TEXT SEGMENT =

---------------

A COURT has heard evidence from the only living witness to visit the place on the West Yorkshire and Greater Manchester border where 11-year-old Lesley Molseed was found murdered more than 30 years ago.
Ronald Outteridge, a retired forensic scientist, told Bradford Crown Court how he went to a moor at Ripponden where Lesley’s body was found to collect samples for testing.
He was giving evidence at the trial of Ronald Castree, 54, of Shaw, Oldham, who is accused of murdering the girl in October 1975.
The court was told how Mr Outteridge saw Lesley’s body on the moor on October 8 1975, the day she was found, and took items of her clothing to a laboratory in Harrogate, North Yorkshire, to be tested for foreign bodies and semen.
Her body was found on moors three days after she went missing. Mr Outteridge said that examination of the body on the moor did not indicate that it was a sexual murder.
Tests at the laboratory found four “superficial” fibres on the clothes, while another scientific test, described as an AP test, found “light” semen staining, the jury was told.

---------------

ACTIVITY = Write the next part of the court report on the Lesley Molseed murder trial, beginning after its last sentence. The records below the court report were taken from a different source.

---------------

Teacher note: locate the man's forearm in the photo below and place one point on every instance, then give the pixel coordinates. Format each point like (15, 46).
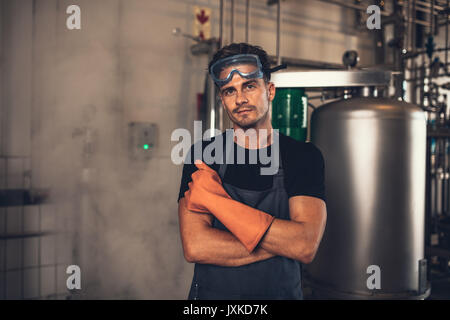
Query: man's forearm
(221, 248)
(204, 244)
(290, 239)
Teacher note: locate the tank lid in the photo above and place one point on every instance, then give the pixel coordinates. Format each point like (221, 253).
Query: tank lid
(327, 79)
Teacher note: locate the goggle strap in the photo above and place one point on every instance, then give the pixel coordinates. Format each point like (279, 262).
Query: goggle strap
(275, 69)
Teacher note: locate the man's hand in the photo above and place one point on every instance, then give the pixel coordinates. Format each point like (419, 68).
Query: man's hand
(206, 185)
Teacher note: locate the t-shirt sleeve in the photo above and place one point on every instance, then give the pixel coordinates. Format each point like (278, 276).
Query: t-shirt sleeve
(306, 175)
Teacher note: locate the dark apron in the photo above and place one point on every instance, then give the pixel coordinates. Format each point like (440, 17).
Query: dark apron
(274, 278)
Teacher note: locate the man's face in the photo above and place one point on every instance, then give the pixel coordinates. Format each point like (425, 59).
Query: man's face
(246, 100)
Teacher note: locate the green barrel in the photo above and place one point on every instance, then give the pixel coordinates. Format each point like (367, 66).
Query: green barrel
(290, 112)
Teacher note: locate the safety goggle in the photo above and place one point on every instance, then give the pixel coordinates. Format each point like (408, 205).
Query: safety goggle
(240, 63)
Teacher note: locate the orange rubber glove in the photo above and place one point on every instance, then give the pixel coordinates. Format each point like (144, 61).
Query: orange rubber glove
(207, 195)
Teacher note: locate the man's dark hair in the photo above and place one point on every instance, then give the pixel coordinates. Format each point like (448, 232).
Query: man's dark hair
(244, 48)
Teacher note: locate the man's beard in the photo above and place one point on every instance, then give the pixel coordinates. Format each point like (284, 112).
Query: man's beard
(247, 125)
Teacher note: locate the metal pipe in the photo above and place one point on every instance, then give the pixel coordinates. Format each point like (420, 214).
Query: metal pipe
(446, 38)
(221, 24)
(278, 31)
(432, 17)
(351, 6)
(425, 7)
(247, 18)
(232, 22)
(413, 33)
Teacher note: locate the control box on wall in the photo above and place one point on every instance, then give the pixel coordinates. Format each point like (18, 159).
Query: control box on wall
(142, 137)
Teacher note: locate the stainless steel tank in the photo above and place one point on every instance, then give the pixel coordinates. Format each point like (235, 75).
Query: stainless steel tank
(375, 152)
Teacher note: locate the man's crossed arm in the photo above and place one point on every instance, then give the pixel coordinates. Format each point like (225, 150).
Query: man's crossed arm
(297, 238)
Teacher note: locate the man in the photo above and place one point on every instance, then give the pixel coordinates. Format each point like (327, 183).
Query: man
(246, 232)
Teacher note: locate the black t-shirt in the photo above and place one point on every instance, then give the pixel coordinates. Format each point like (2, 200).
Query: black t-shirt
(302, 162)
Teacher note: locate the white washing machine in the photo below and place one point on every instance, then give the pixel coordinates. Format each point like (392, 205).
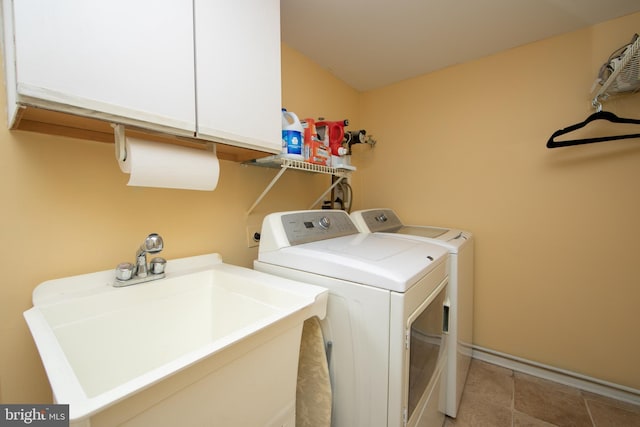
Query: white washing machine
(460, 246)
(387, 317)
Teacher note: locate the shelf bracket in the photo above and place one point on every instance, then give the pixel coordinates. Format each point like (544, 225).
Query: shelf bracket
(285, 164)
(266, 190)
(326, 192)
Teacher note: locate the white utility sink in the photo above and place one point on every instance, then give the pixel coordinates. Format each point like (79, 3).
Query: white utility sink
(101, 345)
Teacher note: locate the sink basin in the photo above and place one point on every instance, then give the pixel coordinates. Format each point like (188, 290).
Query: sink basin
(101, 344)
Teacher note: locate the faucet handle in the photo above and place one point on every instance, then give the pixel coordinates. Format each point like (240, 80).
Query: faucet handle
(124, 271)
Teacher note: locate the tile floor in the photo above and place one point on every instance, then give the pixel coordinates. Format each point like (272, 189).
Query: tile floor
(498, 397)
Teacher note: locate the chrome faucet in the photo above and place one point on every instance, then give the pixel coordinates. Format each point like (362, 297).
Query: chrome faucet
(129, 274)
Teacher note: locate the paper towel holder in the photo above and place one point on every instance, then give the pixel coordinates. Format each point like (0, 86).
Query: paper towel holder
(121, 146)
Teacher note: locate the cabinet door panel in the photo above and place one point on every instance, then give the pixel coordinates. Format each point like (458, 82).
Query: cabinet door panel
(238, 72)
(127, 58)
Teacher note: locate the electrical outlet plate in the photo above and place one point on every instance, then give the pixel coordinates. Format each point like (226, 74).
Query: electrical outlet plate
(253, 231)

---------------

OUTPUT FOR THIS EXERCISE =
The jury has heard how DNA taken from Castree has been found to be an exact match with DNA taken from the semen found on Lesley’s body.
But defence barrister Rodney Jameson QC told the court that, at a cold case review of the murder in October 2001, Mr Outteridge said it could not be proved that someone who matched the DNA taken from Lesley’s clothes had murdered her.
Mr Outteridge said: “To do that it would be necessary to prove that the semen was deposited during the murder of the little girl and I found no evidence to show that was the case. It might have been, it might not.”
Castree denies the murder of Lesley Molseed between October 4 and October 9, 1975.